- Opening Delimiter -

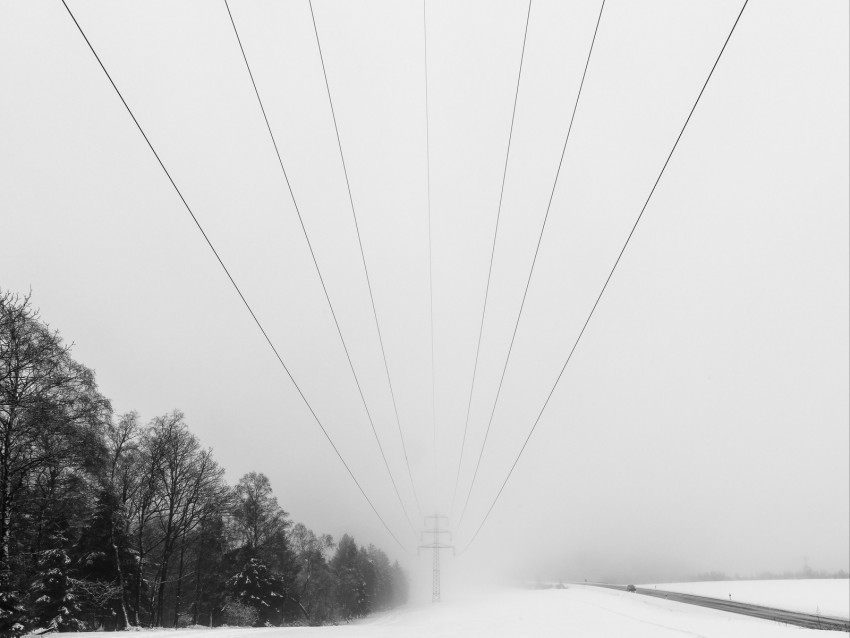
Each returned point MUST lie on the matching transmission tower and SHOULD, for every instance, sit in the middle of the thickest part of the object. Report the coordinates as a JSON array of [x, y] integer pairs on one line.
[[436, 532]]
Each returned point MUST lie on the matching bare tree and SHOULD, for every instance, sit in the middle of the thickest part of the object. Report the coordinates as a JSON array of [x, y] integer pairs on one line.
[[44, 396]]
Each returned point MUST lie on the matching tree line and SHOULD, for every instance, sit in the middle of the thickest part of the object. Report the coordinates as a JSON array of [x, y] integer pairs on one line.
[[107, 522]]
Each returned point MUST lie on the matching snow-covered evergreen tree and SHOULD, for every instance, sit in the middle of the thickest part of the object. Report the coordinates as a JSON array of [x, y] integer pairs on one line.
[[258, 587], [55, 603], [11, 609]]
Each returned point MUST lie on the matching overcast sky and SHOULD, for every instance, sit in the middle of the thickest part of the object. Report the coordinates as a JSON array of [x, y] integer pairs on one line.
[[702, 423]]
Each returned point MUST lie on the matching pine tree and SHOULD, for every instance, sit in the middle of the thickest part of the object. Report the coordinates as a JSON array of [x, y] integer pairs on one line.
[[11, 609], [258, 587], [55, 601]]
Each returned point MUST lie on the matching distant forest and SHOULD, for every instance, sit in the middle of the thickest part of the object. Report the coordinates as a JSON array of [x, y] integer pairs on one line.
[[107, 522], [806, 572]]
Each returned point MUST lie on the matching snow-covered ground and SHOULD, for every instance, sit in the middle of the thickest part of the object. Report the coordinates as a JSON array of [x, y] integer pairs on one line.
[[830, 597], [576, 611]]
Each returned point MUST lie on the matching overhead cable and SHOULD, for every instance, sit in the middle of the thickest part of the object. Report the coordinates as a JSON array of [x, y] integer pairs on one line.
[[608, 279], [318, 270], [363, 258], [533, 262], [233, 282], [492, 256]]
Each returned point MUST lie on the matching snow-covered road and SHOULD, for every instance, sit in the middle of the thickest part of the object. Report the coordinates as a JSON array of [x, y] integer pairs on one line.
[[576, 611]]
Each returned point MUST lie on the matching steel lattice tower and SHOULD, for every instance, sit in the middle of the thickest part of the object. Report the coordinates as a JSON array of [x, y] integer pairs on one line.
[[436, 545]]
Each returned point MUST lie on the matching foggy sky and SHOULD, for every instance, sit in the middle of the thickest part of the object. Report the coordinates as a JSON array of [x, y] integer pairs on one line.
[[703, 421]]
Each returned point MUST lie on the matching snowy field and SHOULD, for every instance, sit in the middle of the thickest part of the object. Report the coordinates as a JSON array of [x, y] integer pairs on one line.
[[577, 612], [830, 597]]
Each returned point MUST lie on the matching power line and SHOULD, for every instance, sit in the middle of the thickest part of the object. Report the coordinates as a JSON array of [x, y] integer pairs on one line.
[[363, 258], [533, 262], [430, 260], [318, 270], [610, 274], [232, 281], [492, 256]]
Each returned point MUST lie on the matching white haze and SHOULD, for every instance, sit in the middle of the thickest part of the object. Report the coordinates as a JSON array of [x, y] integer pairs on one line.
[[703, 421]]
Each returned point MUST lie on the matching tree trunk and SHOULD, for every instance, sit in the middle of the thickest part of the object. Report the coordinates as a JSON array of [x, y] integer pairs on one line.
[[199, 588], [140, 566], [123, 619], [179, 582]]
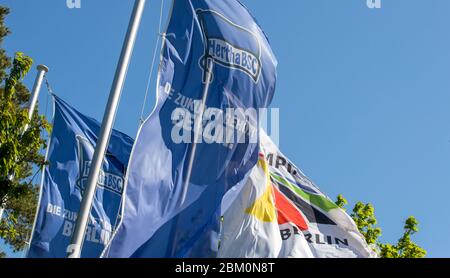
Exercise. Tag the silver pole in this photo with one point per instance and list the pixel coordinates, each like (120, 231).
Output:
(74, 250)
(42, 70)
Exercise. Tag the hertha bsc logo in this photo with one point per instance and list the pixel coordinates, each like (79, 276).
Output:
(112, 182)
(240, 50)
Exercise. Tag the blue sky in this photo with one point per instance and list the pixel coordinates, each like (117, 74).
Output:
(364, 94)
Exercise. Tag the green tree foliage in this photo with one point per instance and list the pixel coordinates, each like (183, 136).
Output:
(365, 220)
(20, 146)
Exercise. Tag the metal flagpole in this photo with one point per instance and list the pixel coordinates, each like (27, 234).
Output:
(42, 70)
(74, 250)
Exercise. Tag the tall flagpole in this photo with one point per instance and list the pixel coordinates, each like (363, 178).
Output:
(74, 250)
(42, 70)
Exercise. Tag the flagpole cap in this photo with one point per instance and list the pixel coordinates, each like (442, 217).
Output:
(42, 68)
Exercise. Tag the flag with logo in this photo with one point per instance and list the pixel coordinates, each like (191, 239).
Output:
(327, 229)
(70, 153)
(252, 221)
(216, 65)
(279, 212)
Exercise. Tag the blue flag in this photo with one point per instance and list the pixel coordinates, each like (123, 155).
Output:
(217, 70)
(71, 149)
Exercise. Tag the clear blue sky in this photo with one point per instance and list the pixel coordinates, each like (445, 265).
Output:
(364, 94)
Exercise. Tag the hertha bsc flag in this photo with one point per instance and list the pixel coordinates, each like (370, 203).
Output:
(217, 69)
(70, 153)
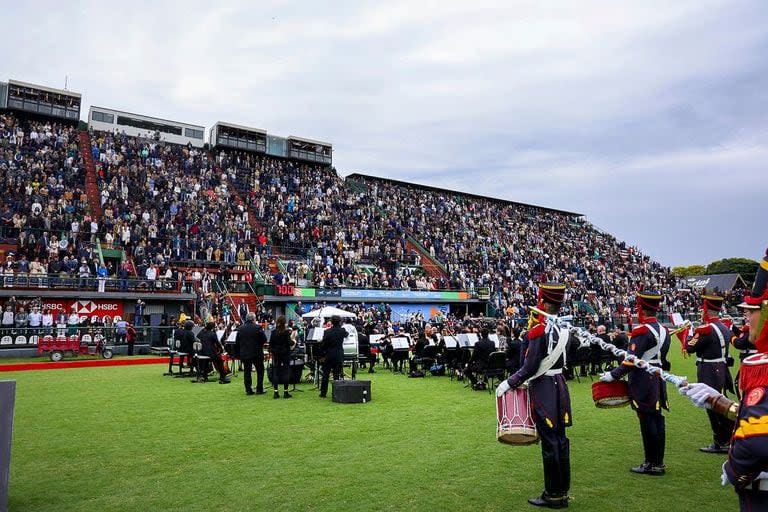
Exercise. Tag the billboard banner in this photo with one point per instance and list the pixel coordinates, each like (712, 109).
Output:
(403, 312)
(85, 308)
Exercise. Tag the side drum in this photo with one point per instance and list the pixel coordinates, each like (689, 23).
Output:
(514, 421)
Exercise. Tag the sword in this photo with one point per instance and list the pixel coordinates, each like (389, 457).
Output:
(589, 338)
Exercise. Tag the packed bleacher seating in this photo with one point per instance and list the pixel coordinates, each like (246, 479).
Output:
(43, 209)
(309, 214)
(170, 207)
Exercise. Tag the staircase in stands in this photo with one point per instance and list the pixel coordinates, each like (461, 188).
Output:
(91, 180)
(253, 221)
(431, 266)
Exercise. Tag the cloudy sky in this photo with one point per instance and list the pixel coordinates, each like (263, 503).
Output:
(649, 117)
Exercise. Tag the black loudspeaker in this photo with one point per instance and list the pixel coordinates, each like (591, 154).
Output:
(351, 391)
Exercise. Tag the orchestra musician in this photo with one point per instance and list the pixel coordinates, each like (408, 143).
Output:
(479, 360)
(250, 341)
(332, 351)
(280, 345)
(213, 349)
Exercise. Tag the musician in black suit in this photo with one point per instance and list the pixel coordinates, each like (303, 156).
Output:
(280, 344)
(479, 360)
(332, 350)
(250, 342)
(213, 349)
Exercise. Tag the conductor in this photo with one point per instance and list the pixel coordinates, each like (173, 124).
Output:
(250, 342)
(332, 350)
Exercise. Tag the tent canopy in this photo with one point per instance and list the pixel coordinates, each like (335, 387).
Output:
(720, 282)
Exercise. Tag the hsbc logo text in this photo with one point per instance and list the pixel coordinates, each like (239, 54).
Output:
(87, 307)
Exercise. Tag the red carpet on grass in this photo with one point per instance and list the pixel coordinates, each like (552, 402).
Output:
(50, 365)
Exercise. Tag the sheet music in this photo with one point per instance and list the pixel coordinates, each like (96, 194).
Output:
(315, 334)
(467, 340)
(400, 343)
(375, 338)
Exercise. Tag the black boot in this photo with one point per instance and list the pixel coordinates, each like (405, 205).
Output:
(548, 501)
(646, 468)
(714, 448)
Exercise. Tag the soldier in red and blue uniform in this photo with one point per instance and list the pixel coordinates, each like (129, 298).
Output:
(648, 393)
(747, 465)
(710, 345)
(550, 400)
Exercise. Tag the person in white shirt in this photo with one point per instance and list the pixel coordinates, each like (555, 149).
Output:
(151, 273)
(7, 321)
(72, 322)
(47, 322)
(35, 319)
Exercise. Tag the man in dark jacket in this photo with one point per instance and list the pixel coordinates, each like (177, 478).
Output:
(250, 342)
(479, 361)
(212, 348)
(332, 350)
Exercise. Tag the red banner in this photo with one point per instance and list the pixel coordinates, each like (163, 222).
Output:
(85, 308)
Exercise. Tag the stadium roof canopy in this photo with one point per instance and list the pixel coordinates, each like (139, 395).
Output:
(456, 192)
(721, 282)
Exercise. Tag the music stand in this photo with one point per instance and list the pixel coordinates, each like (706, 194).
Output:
(401, 345)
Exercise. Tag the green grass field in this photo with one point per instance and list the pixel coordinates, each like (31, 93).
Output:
(126, 438)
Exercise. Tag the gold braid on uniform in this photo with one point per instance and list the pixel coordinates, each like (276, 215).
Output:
(725, 406)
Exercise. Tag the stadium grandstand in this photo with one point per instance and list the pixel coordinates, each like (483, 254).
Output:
(139, 217)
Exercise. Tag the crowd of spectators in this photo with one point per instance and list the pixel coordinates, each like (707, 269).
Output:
(167, 205)
(309, 214)
(43, 208)
(508, 248)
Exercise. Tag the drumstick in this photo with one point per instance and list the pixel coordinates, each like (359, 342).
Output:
(594, 340)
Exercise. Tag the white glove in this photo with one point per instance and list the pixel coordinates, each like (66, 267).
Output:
(607, 377)
(699, 393)
(502, 388)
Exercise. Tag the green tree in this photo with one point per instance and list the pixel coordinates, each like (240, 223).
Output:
(743, 266)
(691, 270)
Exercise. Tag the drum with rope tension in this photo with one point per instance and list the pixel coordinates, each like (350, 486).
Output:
(514, 421)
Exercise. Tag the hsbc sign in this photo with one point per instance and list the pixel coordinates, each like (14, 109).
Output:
(85, 308)
(88, 307)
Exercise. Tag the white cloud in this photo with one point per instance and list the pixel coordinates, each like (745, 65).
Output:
(594, 106)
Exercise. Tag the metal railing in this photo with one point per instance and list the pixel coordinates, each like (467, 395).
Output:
(29, 337)
(69, 282)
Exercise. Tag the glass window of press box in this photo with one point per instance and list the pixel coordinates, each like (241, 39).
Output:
(310, 151)
(193, 133)
(150, 126)
(102, 117)
(241, 139)
(39, 101)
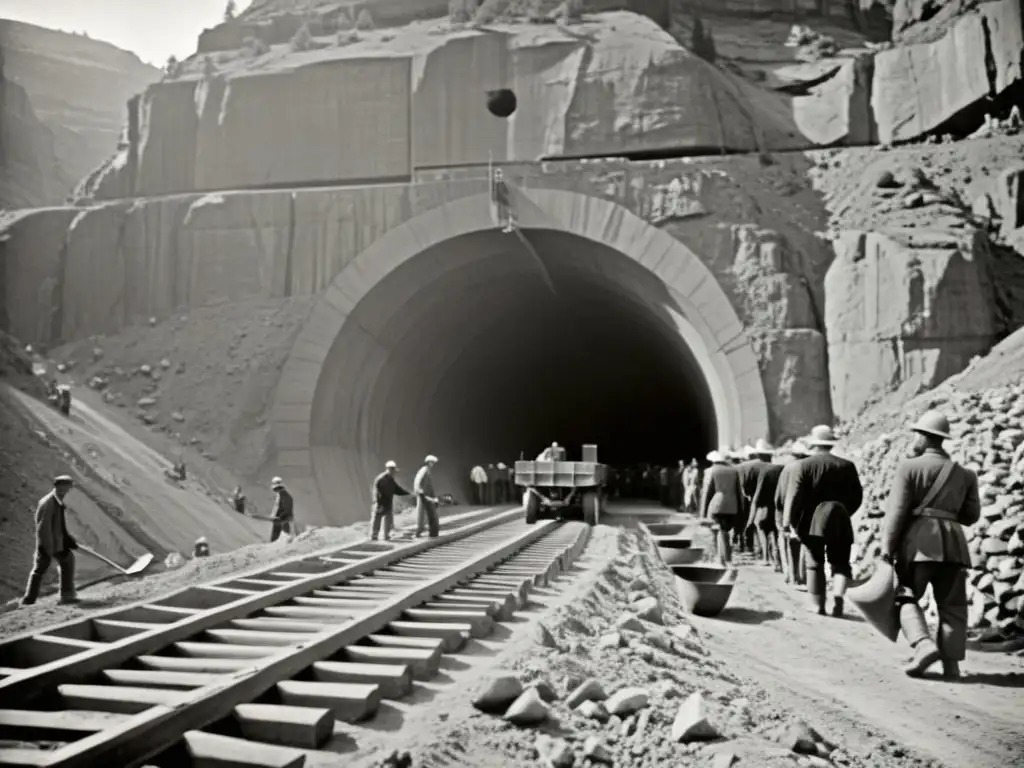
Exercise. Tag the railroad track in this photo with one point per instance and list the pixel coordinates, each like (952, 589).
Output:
(254, 670)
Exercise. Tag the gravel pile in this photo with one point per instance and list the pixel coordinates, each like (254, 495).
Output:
(988, 431)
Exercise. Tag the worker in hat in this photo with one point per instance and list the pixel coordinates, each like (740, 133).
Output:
(53, 542)
(478, 480)
(426, 499)
(788, 546)
(760, 479)
(932, 499)
(750, 467)
(284, 510)
(384, 489)
(825, 531)
(721, 501)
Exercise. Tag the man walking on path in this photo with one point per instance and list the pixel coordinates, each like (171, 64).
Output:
(721, 501)
(426, 500)
(818, 478)
(384, 491)
(478, 477)
(284, 510)
(932, 499)
(53, 543)
(763, 504)
(788, 545)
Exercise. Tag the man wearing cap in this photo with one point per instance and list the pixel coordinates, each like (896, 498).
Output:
(823, 477)
(788, 546)
(721, 501)
(932, 498)
(383, 492)
(760, 485)
(426, 500)
(284, 510)
(478, 479)
(53, 543)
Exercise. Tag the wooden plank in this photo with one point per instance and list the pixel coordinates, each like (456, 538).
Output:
(212, 751)
(118, 698)
(160, 678)
(19, 687)
(154, 732)
(65, 720)
(290, 726)
(19, 757)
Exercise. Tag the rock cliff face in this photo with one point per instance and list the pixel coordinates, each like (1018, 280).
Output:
(30, 173)
(78, 88)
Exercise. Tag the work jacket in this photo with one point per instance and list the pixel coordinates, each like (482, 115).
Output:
(284, 506)
(819, 478)
(51, 527)
(384, 489)
(423, 486)
(932, 534)
(721, 495)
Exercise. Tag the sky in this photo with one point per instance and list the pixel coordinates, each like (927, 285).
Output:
(152, 29)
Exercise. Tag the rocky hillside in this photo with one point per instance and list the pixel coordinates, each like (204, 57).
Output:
(30, 173)
(78, 89)
(986, 407)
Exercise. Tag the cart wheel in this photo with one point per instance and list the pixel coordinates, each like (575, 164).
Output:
(591, 508)
(532, 505)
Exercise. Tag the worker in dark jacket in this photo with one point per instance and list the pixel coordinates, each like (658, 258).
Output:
(284, 510)
(932, 499)
(426, 500)
(762, 503)
(53, 542)
(383, 492)
(818, 478)
(788, 546)
(721, 501)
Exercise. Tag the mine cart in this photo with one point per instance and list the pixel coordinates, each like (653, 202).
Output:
(556, 488)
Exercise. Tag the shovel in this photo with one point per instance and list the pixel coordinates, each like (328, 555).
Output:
(136, 567)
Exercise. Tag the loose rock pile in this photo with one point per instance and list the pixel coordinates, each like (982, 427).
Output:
(988, 431)
(620, 678)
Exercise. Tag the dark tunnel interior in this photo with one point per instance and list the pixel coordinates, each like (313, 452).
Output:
(465, 351)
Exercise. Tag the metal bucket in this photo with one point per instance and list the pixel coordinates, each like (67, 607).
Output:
(705, 590)
(680, 555)
(667, 528)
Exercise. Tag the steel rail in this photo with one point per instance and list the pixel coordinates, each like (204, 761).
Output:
(136, 738)
(75, 658)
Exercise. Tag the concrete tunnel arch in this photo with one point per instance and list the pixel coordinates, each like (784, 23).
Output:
(359, 383)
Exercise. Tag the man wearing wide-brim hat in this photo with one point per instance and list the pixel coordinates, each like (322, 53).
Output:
(53, 542)
(932, 498)
(822, 496)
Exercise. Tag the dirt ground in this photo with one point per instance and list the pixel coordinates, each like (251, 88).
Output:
(764, 664)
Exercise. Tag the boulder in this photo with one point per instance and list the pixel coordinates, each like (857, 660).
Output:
(627, 700)
(691, 722)
(527, 710)
(498, 693)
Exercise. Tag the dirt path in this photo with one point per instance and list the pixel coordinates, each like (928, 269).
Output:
(173, 516)
(843, 672)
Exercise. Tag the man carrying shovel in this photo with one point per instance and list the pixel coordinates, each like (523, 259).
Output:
(53, 543)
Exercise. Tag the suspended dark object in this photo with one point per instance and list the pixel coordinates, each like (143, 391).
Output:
(501, 102)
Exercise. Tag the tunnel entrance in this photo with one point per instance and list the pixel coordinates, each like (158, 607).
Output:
(480, 346)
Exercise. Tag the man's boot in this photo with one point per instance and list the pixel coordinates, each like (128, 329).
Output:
(950, 670)
(914, 629)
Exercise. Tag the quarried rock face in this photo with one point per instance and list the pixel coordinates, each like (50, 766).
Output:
(904, 310)
(916, 88)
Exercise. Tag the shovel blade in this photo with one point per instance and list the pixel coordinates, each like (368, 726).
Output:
(140, 564)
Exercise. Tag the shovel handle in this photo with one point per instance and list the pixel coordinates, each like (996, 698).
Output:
(98, 556)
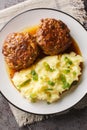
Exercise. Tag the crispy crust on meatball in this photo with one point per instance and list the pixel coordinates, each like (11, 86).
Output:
(53, 36)
(20, 50)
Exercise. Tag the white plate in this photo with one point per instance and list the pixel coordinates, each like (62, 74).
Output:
(29, 18)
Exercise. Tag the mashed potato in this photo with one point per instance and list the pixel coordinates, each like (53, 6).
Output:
(49, 78)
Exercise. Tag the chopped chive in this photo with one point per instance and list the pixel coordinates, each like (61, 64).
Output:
(34, 75)
(74, 73)
(66, 85)
(66, 71)
(68, 61)
(33, 97)
(49, 89)
(48, 103)
(47, 67)
(51, 83)
(63, 78)
(24, 83)
(33, 72)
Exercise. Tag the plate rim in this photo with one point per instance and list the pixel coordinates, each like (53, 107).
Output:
(13, 19)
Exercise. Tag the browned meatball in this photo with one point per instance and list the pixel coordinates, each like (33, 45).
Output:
(20, 50)
(53, 36)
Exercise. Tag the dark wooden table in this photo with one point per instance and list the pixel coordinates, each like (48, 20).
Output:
(74, 120)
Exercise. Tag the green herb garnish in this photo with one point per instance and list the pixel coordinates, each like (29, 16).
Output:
(24, 83)
(51, 83)
(66, 85)
(68, 61)
(48, 89)
(33, 97)
(34, 75)
(66, 71)
(74, 73)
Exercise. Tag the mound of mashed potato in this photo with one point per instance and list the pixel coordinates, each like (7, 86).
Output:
(49, 77)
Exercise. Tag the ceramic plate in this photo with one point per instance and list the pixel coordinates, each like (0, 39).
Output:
(29, 18)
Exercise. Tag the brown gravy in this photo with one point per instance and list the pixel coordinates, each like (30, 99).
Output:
(32, 30)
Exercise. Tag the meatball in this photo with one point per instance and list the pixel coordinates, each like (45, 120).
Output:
(20, 50)
(53, 36)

- Closing Delimiter -

- [Problem to work on]: Excluding any pictures, print exactly the lines of the listing above from the line with "Exercise. Tag the white cloud" to the line with "Exercise. Tag the man walking", both ends included.

- [Response area]:
Exercise. Tag the white cloud in this photo with one point per instance and list the pixel coordinates, each like (745, 65).
Output:
(594, 106)
Exercise. Tag the metal railing in this photo with one point per instance and list the pixel coordinates, each like (467, 395).
Output:
(29, 337)
(69, 282)
Exercise. Tag the glass window of press box in this photo with one point per instance and list the pixel coordinates, each like (241, 39).
Output:
(310, 151)
(193, 133)
(150, 126)
(102, 117)
(241, 139)
(39, 101)
Exercise. Tag the railroad track in this photo with one point per instance and list the pixel coordinates, each like (952, 589).
Output:
(254, 670)
Exercise. Tag the gravel pile in this photo with one point per instance and list the pixel coordinates, each like (254, 495).
Output:
(988, 431)
Exercise. Tag the worker in hat in this photo with one point per instance and list the pixel coordinates, each like (740, 133).
Output:
(53, 542)
(478, 480)
(426, 499)
(788, 546)
(760, 479)
(932, 499)
(750, 467)
(284, 510)
(384, 489)
(825, 531)
(721, 501)
Exercise. Tag the man walking on path in this photo with one point per instance and list the pixel coordinates, each like (171, 64).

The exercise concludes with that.